Reproduce the material in full, exactly as written.

MATERIAL TO PROCESS:
________________
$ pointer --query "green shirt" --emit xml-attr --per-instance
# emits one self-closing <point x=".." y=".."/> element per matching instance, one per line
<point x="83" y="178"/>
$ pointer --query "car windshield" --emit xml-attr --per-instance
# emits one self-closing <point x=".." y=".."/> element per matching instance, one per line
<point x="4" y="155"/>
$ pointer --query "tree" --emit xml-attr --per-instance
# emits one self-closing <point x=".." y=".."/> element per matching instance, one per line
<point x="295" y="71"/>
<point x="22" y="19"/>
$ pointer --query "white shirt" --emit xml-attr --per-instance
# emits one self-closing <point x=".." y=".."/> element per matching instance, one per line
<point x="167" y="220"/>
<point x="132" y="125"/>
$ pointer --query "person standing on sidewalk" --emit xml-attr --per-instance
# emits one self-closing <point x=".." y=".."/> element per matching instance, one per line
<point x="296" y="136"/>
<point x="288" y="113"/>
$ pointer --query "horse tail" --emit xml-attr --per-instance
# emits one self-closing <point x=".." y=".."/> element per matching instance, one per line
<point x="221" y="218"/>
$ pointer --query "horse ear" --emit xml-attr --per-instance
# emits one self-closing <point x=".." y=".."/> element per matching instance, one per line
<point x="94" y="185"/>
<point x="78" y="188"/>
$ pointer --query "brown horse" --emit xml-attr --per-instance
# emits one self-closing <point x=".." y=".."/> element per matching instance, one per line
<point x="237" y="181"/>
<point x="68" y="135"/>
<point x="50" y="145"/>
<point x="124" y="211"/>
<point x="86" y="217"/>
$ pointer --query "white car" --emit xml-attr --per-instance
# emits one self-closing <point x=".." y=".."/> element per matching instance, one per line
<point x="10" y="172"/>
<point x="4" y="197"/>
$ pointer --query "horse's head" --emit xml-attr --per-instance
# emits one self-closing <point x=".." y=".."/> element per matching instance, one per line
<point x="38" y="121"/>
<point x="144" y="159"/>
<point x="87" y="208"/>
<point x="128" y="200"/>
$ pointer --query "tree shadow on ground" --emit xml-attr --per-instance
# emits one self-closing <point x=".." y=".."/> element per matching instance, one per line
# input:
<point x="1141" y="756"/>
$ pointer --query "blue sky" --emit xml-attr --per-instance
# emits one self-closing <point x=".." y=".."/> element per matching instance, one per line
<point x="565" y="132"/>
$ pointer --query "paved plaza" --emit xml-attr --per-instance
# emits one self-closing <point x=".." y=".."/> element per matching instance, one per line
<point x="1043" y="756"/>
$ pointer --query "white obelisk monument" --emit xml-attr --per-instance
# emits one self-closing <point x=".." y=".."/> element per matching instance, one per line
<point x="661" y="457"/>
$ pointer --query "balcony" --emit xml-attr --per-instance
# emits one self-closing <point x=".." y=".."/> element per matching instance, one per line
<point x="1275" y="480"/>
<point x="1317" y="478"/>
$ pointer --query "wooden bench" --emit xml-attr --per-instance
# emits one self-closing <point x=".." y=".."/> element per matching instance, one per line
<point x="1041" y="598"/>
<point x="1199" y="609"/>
________________
ANSWER BELOW:
$ pointer --query "green shirt" --emit xml-attr --per-instance
# emits one self-closing <point x=".." y=".."/> element per matching instance, one per line
<point x="83" y="178"/>
$ pointer --query "car windshield" --emit xml-attr --per-instance
# emits one self-closing <point x=".." y=".."/> element per matching instance, one per line
<point x="4" y="155"/>
$ pointer --query "tree" --emit xml-attr --per-instance
# emits one self-closing <point x=".." y=".."/> element per matching instance, one per line
<point x="295" y="71"/>
<point x="22" y="19"/>
$ pointer --query "white shirt" --emit xml-attr --per-instance
# emits one self-closing <point x=".." y=".."/> element per matching instance, one per line
<point x="167" y="220"/>
<point x="132" y="125"/>
$ pointer --query "person standing on sidewalk" --emit xml-attr --per-instance
# emits one self-closing <point x=".." y=".."/> element per matching instance, one per line
<point x="296" y="136"/>
<point x="288" y="113"/>
$ pointer --query "horse tail" --emit xml-attr --per-instance
# emits one self-closing <point x=".." y=".."/> element per matching instance, one per line
<point x="221" y="218"/>
$ pointer --query "horse ear" --emit xml-attr --per-instance
# emits one self-closing <point x=".." y=".."/> element per matching instance, one per line
<point x="94" y="185"/>
<point x="78" y="188"/>
$ pointer --query "brown horse" --emit xml-attr --per-instance
# emits one self-closing <point x=".." y=".."/> element per matching instance, one per line
<point x="237" y="181"/>
<point x="68" y="135"/>
<point x="50" y="145"/>
<point x="124" y="211"/>
<point x="86" y="217"/>
$ pointer --query "white car" --emit xml-attr --per-instance
# emits one self-closing <point x=".." y=".."/> element per matching instance, one per line
<point x="10" y="172"/>
<point x="4" y="197"/>
$ pointer --query "horse's head" --emit xml-attr --per-instance
# emits one self-closing <point x=".." y=".."/> element per matching instance, one per line
<point x="38" y="121"/>
<point x="144" y="159"/>
<point x="87" y="208"/>
<point x="128" y="200"/>
$ pointer --query "tree shadow on ground" --emit xml-attr --per-instance
# emits one self-closing <point x=".." y=".."/> element per matching instance, one per line
# input:
<point x="1141" y="756"/>
$ pointer --query "blue sky" --emit xml-attr --per-instance
# emits one self-closing <point x=".." y=".."/> element per matching instance, one per line
<point x="565" y="132"/>
$ pointer --query "paved plaza" --emit xml-attr --per-instance
# emits one self-closing <point x=".." y=".."/> element per matching instance, one per line
<point x="1043" y="756"/>
$ pointer --query "white obelisk monument" --emit xml-attr --per-instance
# emits one self-closing <point x=".." y=".."/> element per matching instance, one per line
<point x="661" y="457"/>
$ pointer --query "balcony" --emit xml-attr --per-instance
# emits one self-closing <point x=".." y=".."/> element per matching instance, one per line
<point x="1275" y="480"/>
<point x="1317" y="478"/>
$ pointer --query "wooden bench" --emit xml-attr --per-instance
# emits one self-closing <point x=".." y=".."/> element per matching instance, one per line
<point x="1041" y="598"/>
<point x="1199" y="609"/>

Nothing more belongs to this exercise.